[Records to process Boundary: Start]

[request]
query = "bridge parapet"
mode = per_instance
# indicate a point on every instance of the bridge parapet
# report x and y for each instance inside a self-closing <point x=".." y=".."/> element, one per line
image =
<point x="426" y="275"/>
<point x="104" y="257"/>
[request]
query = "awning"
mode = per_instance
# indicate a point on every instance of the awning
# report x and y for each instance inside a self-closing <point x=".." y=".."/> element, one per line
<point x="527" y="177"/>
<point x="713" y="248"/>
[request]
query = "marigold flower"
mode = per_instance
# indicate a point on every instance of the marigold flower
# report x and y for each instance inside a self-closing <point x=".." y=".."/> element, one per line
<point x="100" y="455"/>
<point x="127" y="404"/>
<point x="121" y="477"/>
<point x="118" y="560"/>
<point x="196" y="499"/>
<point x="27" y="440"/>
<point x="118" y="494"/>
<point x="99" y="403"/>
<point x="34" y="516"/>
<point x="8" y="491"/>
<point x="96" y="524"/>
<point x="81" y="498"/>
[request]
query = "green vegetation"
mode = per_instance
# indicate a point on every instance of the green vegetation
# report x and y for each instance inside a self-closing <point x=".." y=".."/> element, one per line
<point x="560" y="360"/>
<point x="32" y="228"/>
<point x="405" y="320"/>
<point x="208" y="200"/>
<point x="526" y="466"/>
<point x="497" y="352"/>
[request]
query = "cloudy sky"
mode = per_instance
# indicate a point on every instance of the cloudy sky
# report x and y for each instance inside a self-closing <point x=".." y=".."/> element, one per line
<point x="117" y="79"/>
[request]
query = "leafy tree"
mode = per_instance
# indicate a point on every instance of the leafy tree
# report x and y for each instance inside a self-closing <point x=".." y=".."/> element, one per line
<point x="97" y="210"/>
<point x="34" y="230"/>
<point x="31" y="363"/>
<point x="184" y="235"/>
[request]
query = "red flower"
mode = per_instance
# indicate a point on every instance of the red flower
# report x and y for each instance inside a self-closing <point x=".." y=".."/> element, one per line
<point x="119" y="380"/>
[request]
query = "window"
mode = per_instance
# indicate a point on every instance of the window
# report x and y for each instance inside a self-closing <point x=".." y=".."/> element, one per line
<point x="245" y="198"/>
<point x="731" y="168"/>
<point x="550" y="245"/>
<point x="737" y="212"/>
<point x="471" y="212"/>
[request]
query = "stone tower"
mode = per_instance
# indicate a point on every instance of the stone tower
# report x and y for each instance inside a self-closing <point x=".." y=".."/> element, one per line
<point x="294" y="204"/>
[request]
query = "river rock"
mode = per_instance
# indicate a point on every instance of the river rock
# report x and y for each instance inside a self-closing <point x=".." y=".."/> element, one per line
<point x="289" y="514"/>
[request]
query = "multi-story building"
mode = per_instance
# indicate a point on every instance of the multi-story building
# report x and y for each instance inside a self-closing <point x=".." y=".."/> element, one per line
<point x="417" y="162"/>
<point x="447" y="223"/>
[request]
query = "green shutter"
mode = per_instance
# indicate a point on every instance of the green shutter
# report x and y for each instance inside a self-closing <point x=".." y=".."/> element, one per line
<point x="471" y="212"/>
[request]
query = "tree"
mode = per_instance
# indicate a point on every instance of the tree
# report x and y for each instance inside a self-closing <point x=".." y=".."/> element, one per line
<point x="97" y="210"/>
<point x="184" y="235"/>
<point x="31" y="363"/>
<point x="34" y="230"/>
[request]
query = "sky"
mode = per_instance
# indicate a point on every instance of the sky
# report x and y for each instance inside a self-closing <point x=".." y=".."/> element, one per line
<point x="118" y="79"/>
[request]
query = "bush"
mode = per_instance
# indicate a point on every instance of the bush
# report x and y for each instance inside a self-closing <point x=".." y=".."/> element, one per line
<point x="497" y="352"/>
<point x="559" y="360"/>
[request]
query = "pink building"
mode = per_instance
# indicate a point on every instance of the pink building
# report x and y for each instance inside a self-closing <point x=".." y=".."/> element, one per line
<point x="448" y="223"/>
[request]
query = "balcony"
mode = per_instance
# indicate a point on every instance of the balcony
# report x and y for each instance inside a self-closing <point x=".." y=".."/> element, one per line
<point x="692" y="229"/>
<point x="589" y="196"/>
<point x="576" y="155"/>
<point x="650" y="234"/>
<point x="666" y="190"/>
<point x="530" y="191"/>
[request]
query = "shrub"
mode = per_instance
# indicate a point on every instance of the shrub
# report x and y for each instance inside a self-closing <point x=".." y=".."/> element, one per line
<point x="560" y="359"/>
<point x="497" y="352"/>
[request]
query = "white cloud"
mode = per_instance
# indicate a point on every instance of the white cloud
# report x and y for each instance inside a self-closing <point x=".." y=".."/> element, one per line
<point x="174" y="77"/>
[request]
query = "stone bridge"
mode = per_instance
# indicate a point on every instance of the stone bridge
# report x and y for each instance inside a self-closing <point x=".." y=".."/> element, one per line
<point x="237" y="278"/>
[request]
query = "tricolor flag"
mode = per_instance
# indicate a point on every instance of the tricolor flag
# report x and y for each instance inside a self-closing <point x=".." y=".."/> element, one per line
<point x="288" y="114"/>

[Records to process Boundary: End]

### Goal of the exercise
If a line in the records includes the string "bridge", copy it.

### Written reply
query = "bridge parapet"
# indicate a point on every instance of the bridge parapet
query = "stone bridge"
# indicate a point on every instance of the stone bridge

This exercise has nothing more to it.